▶ _DEINE AUFGABEN_:
1: Gib aus dem Interview über Erdbeerpreise den Abschnitt wortgetreu wieder, der mit „Wie groß ist denn“ beginnt und bis einschließlich „als die Spanische?“ reicht.
2: Setze das Interview über deutsche und spanische Erdbeeren im Anschluss an seinen letzten Satz fort.

▶ _VORLIEGENDER TEXT_:
Wie groß ist denn der Preisunterschied, wenn man als Verbraucher jetzt eine Schale kauft? Wie groß ist da die Preisspanne?

Ich kann das nur an einem Beispiel von Montag beleuchten: Ich war da in einem Rewe-Markt. Da standen die ersten deutschen Erdbeeren. Sehr gute Qualität muss ich sagen, aber da lag die 500-Gramm-Schale bei 4,30 Euro. Die spanische Ware war mit 1,79 bis 1,89 Euro deutlich günstiger. Die Deutschen sehen besser aus, die schmecken auch besser. Aber durch die Politik sind die umso vieles teurer. Da wird es schwierig, die tatsächlich auch zu verkaufen.

In Sachen Ökobilanz: Da kann man die deutsche Erdbeere mit besserem Gewissen verzehren als die Spanische?

Das ist ganz sicher so. Bei der spanischen Erdbeere gibt es in bestimmten Anbaugebieten das Wasserproblem. Wir fahren praktisch das Wasser, das in Spanien fehlt, mit Gemüse und Obst sozusagen hier zu uns, wo wir hier eigentlich immer noch genug Wasser haben. Auf der anderen Seite stehen die Transportkosten und die Ökobilanz durch das Herfahren.

Zur Person

Thomas Bröcker, Geschäftsführer des Obstbaubetriebes Apfelgalerie, prüft die Entwicklung der Süßkirschblüten am 23.04.2021 auf einer Plantage.(Quelle:dpa/P.Pleul)

▶ _DATENSÄTZE_:
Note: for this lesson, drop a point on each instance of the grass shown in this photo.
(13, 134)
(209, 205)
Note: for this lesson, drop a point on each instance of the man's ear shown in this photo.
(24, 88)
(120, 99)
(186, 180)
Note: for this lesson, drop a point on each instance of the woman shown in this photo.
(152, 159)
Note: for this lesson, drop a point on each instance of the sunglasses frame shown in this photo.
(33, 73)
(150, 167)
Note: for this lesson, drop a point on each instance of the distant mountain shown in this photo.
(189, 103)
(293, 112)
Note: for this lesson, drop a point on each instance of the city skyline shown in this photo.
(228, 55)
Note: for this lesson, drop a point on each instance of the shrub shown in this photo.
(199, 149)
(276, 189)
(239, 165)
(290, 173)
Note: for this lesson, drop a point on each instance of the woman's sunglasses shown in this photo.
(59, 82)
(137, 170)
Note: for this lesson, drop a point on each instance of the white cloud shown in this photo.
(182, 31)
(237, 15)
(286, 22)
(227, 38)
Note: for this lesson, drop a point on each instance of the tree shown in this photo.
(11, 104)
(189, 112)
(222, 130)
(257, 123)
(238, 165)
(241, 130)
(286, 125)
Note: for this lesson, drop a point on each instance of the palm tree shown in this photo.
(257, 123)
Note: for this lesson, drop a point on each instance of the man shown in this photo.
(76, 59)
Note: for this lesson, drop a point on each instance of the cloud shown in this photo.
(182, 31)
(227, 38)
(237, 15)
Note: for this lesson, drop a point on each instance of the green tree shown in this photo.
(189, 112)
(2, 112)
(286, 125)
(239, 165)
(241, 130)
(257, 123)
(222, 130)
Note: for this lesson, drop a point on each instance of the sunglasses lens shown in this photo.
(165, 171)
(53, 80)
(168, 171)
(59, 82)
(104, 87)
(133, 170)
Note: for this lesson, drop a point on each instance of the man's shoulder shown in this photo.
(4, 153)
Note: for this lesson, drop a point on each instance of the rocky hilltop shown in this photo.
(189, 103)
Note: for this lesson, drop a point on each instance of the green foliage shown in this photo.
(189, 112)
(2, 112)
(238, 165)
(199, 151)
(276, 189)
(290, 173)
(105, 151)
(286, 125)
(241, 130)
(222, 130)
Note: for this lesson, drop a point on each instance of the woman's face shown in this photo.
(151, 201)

▶ _LÖSUNGEN JE AUFGABE_:
1:
Wie groß ist denn der Preisunterschied, wenn man als Verbraucher jetzt eine Schale kauft? Wie groß ist da die Preisspanne?

Ich kann das nur an einem Beispiel von Montag beleuchten: Ich war da in einem Rewe-Markt. Da standen die ersten deutschen Erdbeeren. Sehr gute Qualität muss ich sagen, aber da lag die 500-Gramm-Schale bei 4,30 Euro. Die spanische Ware war mit 1,79 bis 1,89 Euro deutlich günstiger. Die Deutschen sehen besser aus, die schmecken auch besser. Aber durch die Politik sind die umso vieles teurer. Da wird es schwierig, die tatsächlich auch zu verkaufen.

In Sachen Ökobilanz: Da kann man die deutsche Erdbeere mit besserem Gewissen verzehren als die Spanische?

2:
dpa/P.Pleul

Thomas Bröcker ist Vorsitzender der Fachgruppe Obstbau beim Gartenbauverband Berlin-Brandenburg.

Sie haben es schon angedeutet: Warum gibt es immer weniger Erdbeer-Anbauflächen?

Weil sich der Anbau im Freiland nicht mehr lohnt. Das meiste entwickelt sich unter Folie oder Glas, weil die Pflanzenschutzpolitik in Deutschland so ist, wie sie ist. Das heißt die ständige Beschränkung der Mittel auf der einen Seite und die Zunahme an Schädlingen durch das warme Wetter auf der anderen Seite. Das beißt sich einfach. Wenn ich keine Resistenz-Strategie betreiben kann, kann ich auch keinen Pflanzenschutz machen.

Können Sie das mal übersetzen? Heißt das mehr Pestizide oder was wäre die Alternative?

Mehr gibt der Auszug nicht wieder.